Recorded information:
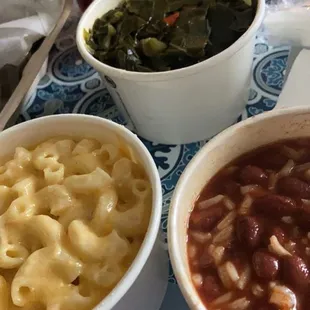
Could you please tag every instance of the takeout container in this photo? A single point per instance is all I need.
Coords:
(144, 284)
(184, 105)
(243, 137)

Given task: Rewrite the records with "takeout container" changed to "to-go box" and everything else unchanged. Omit the pictures from your answer.

Result of this task:
Could you please tag every instance of the to-go box in this photo? A single point per instance is all I need.
Coords:
(144, 284)
(184, 105)
(243, 137)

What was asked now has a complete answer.